> WHAT TO WORK ON
Copy each of the lines below word for word, without changing or leaving out anything.

> SUPPLIED INFORMATION

-- begin --

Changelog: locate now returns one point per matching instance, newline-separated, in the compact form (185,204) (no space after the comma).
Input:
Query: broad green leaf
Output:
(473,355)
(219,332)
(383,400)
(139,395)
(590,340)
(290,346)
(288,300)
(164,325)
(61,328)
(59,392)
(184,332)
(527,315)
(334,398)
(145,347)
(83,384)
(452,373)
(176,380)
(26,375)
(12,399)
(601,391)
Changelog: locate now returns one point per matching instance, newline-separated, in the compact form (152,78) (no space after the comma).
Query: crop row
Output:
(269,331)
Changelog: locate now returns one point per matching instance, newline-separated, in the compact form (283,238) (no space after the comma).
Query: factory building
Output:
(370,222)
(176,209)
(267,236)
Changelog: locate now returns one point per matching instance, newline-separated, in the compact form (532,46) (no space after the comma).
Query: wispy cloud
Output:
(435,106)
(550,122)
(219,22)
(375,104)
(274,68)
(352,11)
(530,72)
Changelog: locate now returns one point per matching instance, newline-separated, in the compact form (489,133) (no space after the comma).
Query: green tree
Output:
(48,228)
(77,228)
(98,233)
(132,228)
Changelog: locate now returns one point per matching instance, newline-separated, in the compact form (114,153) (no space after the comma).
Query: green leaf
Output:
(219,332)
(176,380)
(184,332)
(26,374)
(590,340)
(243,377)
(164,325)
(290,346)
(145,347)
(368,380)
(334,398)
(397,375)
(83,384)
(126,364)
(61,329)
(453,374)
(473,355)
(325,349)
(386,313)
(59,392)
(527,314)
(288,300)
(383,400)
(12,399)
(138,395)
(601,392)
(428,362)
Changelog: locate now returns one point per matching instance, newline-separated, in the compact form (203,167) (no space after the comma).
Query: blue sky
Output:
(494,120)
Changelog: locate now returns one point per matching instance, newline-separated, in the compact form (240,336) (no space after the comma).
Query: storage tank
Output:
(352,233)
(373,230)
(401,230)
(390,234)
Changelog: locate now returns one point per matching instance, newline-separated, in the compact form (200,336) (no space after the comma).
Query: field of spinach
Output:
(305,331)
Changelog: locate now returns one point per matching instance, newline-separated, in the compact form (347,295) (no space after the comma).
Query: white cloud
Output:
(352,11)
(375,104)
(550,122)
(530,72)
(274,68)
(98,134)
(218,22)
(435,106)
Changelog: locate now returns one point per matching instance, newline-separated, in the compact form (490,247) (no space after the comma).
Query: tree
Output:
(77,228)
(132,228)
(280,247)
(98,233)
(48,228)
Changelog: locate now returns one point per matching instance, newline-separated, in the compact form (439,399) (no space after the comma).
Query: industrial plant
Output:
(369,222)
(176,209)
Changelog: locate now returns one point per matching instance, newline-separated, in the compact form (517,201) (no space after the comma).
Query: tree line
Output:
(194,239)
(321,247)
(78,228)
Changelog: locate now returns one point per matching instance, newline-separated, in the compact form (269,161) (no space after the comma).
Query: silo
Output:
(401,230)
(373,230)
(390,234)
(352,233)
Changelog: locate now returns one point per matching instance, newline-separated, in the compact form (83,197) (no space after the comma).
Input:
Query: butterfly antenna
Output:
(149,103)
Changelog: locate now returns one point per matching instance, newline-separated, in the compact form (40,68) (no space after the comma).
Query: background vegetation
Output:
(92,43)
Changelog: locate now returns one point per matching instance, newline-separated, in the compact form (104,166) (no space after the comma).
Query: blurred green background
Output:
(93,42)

-- end --

> SOLUTION TO THIS EXERCISE
Changelog: locate now returns one point per matching instance, newline-separated, in the compact form (185,204) (no space after the comma).
Input:
Query: broad green leaf
Output:
(473,355)
(219,332)
(383,400)
(139,395)
(590,340)
(290,346)
(288,300)
(164,325)
(61,328)
(59,392)
(184,332)
(527,315)
(334,398)
(145,347)
(83,384)
(452,373)
(176,380)
(26,375)
(12,399)
(601,391)
Changelog: locate now returns one point per matching instance, newline-separated, in the compact form (152,78) (no space after the comma).
Query: crop row
Output:
(269,331)
Changelog: locate now returns one point per matching instance, newline-separated, in the compact form (283,238) (no space after the comma).
Query: factory building
Output:
(370,222)
(176,209)
(267,236)
Changelog: locate now returns one point per matching instance, newline-separated, in the compact form (532,46) (no space after the comma).
Query: wispy cloud
Output:
(435,106)
(550,122)
(219,22)
(375,104)
(274,68)
(352,11)
(530,72)
Changelog: locate now returns one point per matching instance, newline-separated, in the compact form (489,133) (no space after the comma).
Query: green tree
Output:
(48,228)
(77,228)
(98,233)
(132,228)
Changelog: locate now returns one point per matching instance, newline-separated, in the compact form (114,153) (no space after the comma).
Query: green leaf
Output:
(219,332)
(176,380)
(184,332)
(26,374)
(590,340)
(243,377)
(164,325)
(290,346)
(145,347)
(368,380)
(334,398)
(397,375)
(83,384)
(126,364)
(61,329)
(453,374)
(473,355)
(325,349)
(386,313)
(59,392)
(527,314)
(288,300)
(383,400)
(12,399)
(138,395)
(601,392)
(428,362)
Changelog: locate now returns one point per matching instance, newline-separated, in the compact form (203,167) (no space after the comma).
Query: blue sky
Output:
(494,120)
Changelog: locate now returns one point per matching instance, newline-separated, in the compact form (240,336) (no space after the comma).
Query: storage tank
Output:
(352,233)
(373,230)
(401,230)
(390,234)
Changelog: locate now returns one point per matching instance, newline-separated, in the compact form (200,336) (no space after the comma).
Query: field of spinach
Output:
(305,331)
Changelog: locate now returns one point per matching instance, newline-separated, in the compact form (347,295) (no space after the comma).
Query: white cloud
Output:
(352,11)
(375,104)
(550,122)
(530,72)
(274,68)
(98,134)
(218,22)
(435,106)
Changelog: locate now returns one point per matching instance, newline-separated, in the compact form (490,247) (no space after the comma).
Query: tree
Output:
(77,228)
(132,228)
(280,247)
(98,233)
(48,228)
Changelog: locate now returns one point per matching instance, newline-separated, in the compact form (439,399) (no space after the comma).
Query: industrial plant
Output:
(369,222)
(176,209)
Changelog: locate now returns one point per matching instance, newline-separated, in the compact form (517,201) (no space after the comma).
Query: tree line
Output:
(194,239)
(321,247)
(78,228)
Changelog: locate now returns one point per matching instance, newline-separated, in the compact form (269,161) (no space after the comma).
Query: silo
Output:
(401,230)
(373,230)
(390,234)
(352,233)
Changelog: locate now returns one point per matching instance, newline-separated, in the compact form (83,197) (no space after the comma).
Input:
Query: butterfly antenna
Output:
(149,103)
Changelog: locate now returns one point per matching instance, newline-separated, in the compact form (40,68) (no space after the comma).
Query: background vegetation
Output:
(92,43)
Changelog: locate now returns one point per matching instance, newline-separated, in the compact form (104,166) (no space after the comma).
Query: blurred green background
Output:
(93,42)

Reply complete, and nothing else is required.